Problems to solve ->
(1) Answer these questions from the refactoring walkthrough:
(a) What does the function return when its input is 'X'?
(b) What reason does the author give for not liking the name validateScore?
(c) What does the parameter name c hint about the variable?
(2) Write the next part of the refactoring walkthrough, picking up after its final sentence.
** start of Selected text **
Normally I’d limit myself to one assertion per test, but in this case I feel it’s okay to have more than one. I have a couple reasons for this:

This test fails. Let’s make it pass.

Green

  validateScore(x) {
+   if (x === 'X') return 10
    return !isNaN(+x) ? x : 0
  }

Refactor

At this point I pause and ask myself if the code is as clean as it could be. The first thing that stands out is the name validateScore. I don’t love it, because the function is not really doing validation. It’s converting input to a number. I change the name of the function and update the callsites.

  inputToNumber(x) {
    if (x === 'X') return 10
    return !isNaN(+x) ? x : 0
  }

Next, I notice that the parameter name x says nothing about its value. It doesn’t even hint at what type it is. We can fix that.

  inputToNumber(c) {
    if (c === 'X') return 10
    return !isNaN(+c) ? c : 0
  }

The letter c hints that the variable holds a single-character string. In a longer function I might choose a more descriptive name, but this function is short enough that you can see all the usages of the parameter at a glance, so I don’t worry about it.
** end of Selected text **
** start of Data listing **
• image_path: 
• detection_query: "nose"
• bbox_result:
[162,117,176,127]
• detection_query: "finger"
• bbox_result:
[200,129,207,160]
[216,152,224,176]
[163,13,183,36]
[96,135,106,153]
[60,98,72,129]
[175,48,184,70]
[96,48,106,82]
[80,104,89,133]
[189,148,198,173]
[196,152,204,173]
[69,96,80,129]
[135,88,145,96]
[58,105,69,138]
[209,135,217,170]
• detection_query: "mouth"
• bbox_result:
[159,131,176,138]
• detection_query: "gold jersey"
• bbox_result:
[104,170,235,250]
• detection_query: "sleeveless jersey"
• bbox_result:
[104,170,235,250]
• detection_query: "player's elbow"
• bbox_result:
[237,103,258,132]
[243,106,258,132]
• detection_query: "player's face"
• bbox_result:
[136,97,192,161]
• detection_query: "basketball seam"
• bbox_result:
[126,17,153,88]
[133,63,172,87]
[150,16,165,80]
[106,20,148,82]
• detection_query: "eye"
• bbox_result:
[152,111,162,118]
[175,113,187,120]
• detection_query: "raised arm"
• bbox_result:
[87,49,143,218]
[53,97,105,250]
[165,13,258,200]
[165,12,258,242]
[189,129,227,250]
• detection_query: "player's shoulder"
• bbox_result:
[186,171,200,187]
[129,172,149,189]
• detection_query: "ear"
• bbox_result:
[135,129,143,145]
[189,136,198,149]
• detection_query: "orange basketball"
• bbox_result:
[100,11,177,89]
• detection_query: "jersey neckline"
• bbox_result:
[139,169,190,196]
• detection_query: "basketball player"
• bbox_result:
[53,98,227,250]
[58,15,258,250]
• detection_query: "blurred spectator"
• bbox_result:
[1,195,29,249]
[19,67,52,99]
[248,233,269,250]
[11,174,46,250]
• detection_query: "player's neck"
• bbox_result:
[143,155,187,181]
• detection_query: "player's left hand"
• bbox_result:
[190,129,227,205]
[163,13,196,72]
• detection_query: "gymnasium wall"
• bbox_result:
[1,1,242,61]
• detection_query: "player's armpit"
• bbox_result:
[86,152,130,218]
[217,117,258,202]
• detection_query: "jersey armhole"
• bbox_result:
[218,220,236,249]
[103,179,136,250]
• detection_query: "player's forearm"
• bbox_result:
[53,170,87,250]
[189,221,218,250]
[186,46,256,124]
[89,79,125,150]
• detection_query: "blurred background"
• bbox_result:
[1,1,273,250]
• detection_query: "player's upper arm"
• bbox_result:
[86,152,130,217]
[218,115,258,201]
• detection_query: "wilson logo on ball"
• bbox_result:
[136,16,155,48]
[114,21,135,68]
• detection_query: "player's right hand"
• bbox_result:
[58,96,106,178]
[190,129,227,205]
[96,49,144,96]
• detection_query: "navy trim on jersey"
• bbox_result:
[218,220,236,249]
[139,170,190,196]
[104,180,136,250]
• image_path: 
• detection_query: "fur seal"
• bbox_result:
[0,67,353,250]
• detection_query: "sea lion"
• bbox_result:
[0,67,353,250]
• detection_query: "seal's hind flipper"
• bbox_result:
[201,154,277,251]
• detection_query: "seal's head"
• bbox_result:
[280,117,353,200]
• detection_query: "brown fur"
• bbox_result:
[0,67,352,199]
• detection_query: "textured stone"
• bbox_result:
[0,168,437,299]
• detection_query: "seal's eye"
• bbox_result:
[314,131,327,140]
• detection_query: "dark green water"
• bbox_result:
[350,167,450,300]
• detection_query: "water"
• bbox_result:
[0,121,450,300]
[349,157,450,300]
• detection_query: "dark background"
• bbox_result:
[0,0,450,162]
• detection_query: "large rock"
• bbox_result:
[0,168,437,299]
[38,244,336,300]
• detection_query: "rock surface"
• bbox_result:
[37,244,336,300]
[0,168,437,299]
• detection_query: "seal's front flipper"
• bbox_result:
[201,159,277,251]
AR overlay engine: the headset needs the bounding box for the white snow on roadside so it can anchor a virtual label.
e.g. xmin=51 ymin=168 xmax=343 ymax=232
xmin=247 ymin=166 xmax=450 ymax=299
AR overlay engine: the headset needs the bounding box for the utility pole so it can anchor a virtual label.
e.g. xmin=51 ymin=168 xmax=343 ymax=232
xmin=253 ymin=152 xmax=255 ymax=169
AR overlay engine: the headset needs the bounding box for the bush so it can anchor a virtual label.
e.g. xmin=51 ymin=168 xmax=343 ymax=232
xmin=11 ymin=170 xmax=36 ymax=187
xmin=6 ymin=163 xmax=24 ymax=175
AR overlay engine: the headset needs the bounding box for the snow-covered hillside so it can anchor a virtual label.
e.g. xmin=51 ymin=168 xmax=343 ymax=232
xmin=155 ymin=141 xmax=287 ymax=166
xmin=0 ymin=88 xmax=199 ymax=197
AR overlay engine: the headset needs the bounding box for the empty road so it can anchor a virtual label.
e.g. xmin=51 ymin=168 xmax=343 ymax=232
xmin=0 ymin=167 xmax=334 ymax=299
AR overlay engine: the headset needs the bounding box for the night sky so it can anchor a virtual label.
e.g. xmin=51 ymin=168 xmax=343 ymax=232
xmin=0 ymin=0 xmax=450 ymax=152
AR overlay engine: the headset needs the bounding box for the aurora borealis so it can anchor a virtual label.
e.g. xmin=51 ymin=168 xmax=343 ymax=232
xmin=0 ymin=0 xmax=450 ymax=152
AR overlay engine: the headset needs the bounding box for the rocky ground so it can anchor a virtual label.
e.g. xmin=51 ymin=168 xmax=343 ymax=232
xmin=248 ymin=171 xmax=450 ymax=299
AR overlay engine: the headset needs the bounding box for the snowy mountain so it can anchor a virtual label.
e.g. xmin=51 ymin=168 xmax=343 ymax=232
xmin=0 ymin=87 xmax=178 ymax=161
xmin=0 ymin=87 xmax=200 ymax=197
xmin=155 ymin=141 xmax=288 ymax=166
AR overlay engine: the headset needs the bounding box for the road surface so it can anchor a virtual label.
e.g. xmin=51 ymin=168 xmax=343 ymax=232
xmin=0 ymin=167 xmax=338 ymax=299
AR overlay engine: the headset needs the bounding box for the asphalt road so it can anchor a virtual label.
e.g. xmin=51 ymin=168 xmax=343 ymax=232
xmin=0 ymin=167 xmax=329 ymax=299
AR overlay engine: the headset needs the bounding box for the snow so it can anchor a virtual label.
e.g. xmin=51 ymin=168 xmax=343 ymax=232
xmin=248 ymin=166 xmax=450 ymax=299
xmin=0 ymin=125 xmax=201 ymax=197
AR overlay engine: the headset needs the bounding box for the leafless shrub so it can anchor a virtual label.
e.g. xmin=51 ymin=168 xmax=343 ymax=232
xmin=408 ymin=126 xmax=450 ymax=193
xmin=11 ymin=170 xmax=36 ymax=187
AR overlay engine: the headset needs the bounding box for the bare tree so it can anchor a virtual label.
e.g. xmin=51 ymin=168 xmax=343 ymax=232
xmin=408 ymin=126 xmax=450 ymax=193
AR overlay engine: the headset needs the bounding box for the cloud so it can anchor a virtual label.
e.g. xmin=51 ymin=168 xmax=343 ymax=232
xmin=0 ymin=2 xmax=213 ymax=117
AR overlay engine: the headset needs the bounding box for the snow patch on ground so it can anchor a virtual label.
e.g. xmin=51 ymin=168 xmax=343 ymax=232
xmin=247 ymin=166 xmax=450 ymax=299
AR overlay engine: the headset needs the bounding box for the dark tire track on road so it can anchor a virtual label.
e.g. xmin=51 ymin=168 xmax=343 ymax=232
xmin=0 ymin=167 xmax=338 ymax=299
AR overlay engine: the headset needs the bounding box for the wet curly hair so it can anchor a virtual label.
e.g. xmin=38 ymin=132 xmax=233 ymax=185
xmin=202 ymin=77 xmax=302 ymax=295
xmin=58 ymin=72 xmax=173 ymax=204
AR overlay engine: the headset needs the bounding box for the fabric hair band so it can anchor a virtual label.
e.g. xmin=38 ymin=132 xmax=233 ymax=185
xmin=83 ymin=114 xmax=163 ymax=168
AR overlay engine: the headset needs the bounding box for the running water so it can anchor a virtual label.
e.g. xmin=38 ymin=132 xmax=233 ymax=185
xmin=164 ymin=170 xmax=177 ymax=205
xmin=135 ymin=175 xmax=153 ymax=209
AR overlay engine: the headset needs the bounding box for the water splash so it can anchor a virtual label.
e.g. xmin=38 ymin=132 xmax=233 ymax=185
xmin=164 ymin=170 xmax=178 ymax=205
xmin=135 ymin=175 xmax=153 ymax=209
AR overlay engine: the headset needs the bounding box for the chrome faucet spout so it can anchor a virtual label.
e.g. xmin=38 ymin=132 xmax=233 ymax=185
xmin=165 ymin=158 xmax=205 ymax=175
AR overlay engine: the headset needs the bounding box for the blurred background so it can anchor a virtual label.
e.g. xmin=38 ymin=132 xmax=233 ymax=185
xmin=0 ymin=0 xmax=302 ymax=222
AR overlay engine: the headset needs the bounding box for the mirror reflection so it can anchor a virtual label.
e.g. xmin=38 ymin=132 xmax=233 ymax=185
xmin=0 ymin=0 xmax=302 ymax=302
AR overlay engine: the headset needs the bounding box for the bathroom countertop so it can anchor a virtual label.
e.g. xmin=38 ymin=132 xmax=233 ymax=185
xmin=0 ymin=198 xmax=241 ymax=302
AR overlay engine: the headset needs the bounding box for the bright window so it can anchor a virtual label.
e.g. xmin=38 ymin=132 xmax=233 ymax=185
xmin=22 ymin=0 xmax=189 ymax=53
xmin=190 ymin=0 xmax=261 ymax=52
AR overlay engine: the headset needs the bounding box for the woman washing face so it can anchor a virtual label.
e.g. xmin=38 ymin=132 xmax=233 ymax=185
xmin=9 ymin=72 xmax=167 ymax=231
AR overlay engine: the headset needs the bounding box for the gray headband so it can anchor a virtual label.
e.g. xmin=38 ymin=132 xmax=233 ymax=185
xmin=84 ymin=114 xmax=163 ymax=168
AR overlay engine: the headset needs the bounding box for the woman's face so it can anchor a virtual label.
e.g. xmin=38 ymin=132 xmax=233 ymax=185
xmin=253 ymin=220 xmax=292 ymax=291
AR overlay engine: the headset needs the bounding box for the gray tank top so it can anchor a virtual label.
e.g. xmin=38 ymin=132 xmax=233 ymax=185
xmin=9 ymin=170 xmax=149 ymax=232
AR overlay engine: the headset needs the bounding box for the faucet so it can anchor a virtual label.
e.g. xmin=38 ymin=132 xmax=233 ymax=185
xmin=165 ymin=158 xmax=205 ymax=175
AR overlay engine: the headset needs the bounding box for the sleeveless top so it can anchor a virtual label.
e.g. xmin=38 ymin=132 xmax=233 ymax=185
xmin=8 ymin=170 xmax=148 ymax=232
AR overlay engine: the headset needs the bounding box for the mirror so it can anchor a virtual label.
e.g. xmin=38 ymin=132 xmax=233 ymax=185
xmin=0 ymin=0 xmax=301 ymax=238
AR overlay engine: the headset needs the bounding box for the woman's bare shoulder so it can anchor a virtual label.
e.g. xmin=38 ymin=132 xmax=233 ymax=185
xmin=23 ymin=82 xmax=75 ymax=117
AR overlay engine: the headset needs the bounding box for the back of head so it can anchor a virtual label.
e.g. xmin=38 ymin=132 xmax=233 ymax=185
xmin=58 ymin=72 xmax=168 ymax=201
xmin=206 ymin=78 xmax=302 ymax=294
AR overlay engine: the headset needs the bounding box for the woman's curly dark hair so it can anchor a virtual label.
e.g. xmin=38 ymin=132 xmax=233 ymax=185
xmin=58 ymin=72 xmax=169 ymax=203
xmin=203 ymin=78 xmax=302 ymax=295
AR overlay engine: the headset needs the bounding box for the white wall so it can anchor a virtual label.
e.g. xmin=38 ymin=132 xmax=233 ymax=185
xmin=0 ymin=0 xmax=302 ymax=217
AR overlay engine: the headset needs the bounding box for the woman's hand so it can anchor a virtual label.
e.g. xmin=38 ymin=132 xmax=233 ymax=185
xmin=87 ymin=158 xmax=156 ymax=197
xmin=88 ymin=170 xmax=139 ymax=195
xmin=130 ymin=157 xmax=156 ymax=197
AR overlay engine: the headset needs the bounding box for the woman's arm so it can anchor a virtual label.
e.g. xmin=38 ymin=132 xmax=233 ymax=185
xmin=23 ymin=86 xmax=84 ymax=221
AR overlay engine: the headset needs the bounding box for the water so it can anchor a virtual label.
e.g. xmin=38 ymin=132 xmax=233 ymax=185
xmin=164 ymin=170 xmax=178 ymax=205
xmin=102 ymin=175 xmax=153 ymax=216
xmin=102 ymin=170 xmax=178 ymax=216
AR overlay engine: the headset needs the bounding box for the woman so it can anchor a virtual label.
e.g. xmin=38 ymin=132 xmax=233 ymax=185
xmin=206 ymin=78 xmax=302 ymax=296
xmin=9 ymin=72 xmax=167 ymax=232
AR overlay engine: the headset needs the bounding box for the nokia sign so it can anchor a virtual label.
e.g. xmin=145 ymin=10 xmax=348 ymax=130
** end of Data listing **
Results for each task ->
(1)
(a) It returns 10.
(b) The function is not really doing validation; it converts input to a number.
(c) It hints that the variable holds a single-character string.

(2)
I do notice another problem, though: now that it’s clear that c is a character, our abuse of JavaScript’s weak typing stands out like a sore thumb. c : 0? Really? Who wrote this code?

Red

We just have to change one test to drive out the fix: inputToNumber('1') should now return 1.

  'test inputToNumber'() {
-   assert(inputToNumber('1'), is, '1')
+   assert(inputToNumber('1'), is, 1)
    assert(inputToNumber('X'), is, 10)
  },

Green

  inputToNumber(c) {
    if (c === 'X') return 10
-   return !isNaN(+c) ? c : 0
+   return !isNaN(+c) ? +c : 0
  }

Refactor

One more thing I’d like to change: we’re using two different constructs (one if statement and one ternary operator) for very similar conditional logic. I prefer if statements here, but let’s add some elses.

  inputToNumber(c) {
    if (c === 'X') return 10
    else if (isNaN(+c)) return 0
    else return +c
  }

Those elses aren’t strictly necessary, but they save you from having to look inside the if statement to see that there are three mutually-exclusive branches.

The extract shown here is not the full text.